Nothing but the listing below, retyped exactly, should appear in the answer.

*** Raw data Section Begins ***

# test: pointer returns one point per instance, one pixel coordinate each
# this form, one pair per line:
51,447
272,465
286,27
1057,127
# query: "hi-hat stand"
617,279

*** Raw data Section Ends ***

## Solved exercise
# test: pointer returns one point per instance, one pixel coordinate each
# this form, one pair per line:
51,447
272,465
286,27
1057,127
# query: "hi-hat stand"
617,279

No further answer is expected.